-- À FAIRE --
1. Relevez toutes les villes citées dans le texte extrait.
2. Recopiez, s'il vous plaît, tout le passage du texte extrait qui va de « A la fin de » jusqu'à « de son sport. » inclus.

-- TEXTE EXTRAIT --
________________

Les volleyeurs français ont le cuir solide. Malgré la déception de son aventure olympique à Rio l’an passé (onzième place), malgré les blessures et les départs à la retraite de certains joueurs d’expérience, l’équipe de France réalise pour le moment une saison 2017 époustouflante en enchaînant les succès.

A la fin de mai, à Lyon, les coéquipiers d’Earvin Ngapeth ont d’abord brillamment obtenu leur billet pour les Mondiaux 2018. Puis, ils se sont qualifiés avec brio pour le Final Six de la Ligue mondiale de volley, qui se déroule du 4 au 8 juillet à Curitiba, au Brésil.

International pendant plus de treize ans (1982-1995), Laurent Tillie est le sélectionneur des Bleus depuis 2012. Il se montre admiratif de la capacité de renouvellement de son équipe. Et alors que les Français tenteront également de défendre leur titre de champion d’Europe du 23 août au 3 septembre en Pologne, il ne manque pas de critiquer le rythme infernal imposé par les instances de son sport.

Après la déception de Rio, l’équipe a été fortement renouvelée. Pourtant, les résultats sont au rendez-vous. Cela vous surprend-il ?

Laurent Tillie : Je suis bluffé et agréablement surpris. On s’attendait à une chute après les Jeux. Pour tout dire, on craignait ce début de saison. Nous avions peur de ne pas nous qualifier pour les championnats du monde, de rater notre Ligue mondiale. Mais on a affiché un niveau de jeu incroyable avec l’intégration de jeunes joueurs et de ceux qui jouaient moins les années précédentes. Il y a un turn-over efficace avec quelques anciens toujours au top, des nouveaux, et des joueurs qui sont passés de remplaçants à titulaires. Dans le groupe actuel, j’ai cinq joueurs qui n’étaient pas à Rio. Lors des deux derniers matchs, il n’y avait même que deux joueurs de Rio sur le terrain.

De jeunes joueurs comme Stephen Boyer (21 ans) se sont mis en évidence. Quels profils ont-ils ?

Stephen Boyer a fait ses débuts lors du tournoi de qualification olympique en 2016 à Tokyo, même s’il n’est pas allé à Rio avec nous. Cette année, des jeunes comme Barthélémy Chinenyeze ou Daryl Bultor ont fait leurs débuts. Nous n’avons pas beaucoup d’argent, alors on essaie d’avoir des idées. Nous avons mis en place des camps d’entraînement pendant les étés à destination de tous les jeunes joueurs français qui veulent s’entraîner et progresser. On paie la nourriture le midi.

Ces camps ont lieu à Montpellier, dans l’équivalent de l’Insep pour le volley. C’est là que nous avons repéré ces jeunes talents. Après, on les suit en championnat et on les a intégrés. Ils sont très concentrés sur ce qu’ils font, ils ont des qualités physiques et ils poussent nos anciens à performer. Même s’ils ne sont pas encore à leur niveau, c’est motivant pour tout le monde.

Peut-on dire désormais que le volley français possède un savoir-faire, un peu à l’image des handballeurs tricolores ?

________________

-- EXTRAITS DES LIGNES --
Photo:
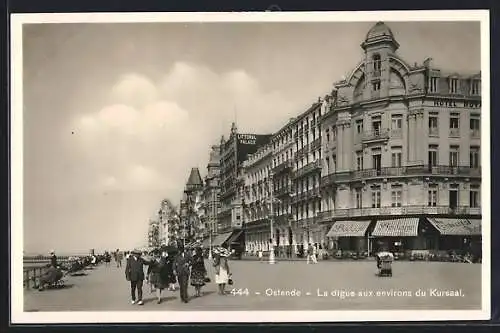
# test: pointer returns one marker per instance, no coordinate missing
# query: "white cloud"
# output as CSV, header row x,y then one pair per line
x,y
151,135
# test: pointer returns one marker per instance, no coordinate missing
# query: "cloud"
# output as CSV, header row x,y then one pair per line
x,y
152,133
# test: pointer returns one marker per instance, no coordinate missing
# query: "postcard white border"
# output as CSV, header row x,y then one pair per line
x,y
16,131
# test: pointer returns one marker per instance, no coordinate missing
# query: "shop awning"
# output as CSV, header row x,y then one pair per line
x,y
452,227
403,227
234,236
476,226
221,238
348,229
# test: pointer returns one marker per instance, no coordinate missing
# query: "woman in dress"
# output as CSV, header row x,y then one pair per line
x,y
222,272
160,274
198,271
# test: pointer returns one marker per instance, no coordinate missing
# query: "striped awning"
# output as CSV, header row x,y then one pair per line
x,y
348,229
452,227
476,226
403,227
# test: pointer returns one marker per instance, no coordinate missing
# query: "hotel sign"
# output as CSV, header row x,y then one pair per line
x,y
447,103
247,139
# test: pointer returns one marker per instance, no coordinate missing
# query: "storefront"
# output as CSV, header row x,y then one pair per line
x,y
349,235
397,235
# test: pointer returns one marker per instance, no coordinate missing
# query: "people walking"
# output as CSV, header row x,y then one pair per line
x,y
198,271
182,268
134,272
222,272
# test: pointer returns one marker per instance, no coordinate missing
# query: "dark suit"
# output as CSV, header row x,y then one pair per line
x,y
182,269
134,272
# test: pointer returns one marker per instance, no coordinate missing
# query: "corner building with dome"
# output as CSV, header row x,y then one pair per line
x,y
401,157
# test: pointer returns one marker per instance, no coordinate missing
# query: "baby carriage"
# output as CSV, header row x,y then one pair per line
x,y
384,263
51,279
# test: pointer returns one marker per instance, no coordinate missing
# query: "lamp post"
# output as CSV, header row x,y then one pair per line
x,y
272,259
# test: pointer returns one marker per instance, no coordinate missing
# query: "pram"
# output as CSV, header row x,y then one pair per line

________________

-- RÉPONSES CI-DESSOUS --
1. Rio, Lyon, Curitiba, Tokyo, Montpellier

2.
A la fin de mai, à Lyon, les coéquipiers d’Earvin Ngapeth ont d’abord brillamment obtenu leur billet pour les Mondiaux 2018. Puis, ils se sont qualifiés avec brio pour le Final Six de la Ligue mondiale de volley, qui se déroule du 4 au 8 juillet à Curitiba, au Brésil.

International pendant plus de treize ans (1982-1995), Laurent Tillie est le sélectionneur des Bleus depuis 2012. Il se montre admiratif de la capacité de renouvellement de son équipe. Et alors que les Français tenteront également de défendre leur titre de champion d’Europe du 23 août au 3 septembre en Pologne, il ne manque pas de critiquer le rythme infernal imposé par les instances de son sport.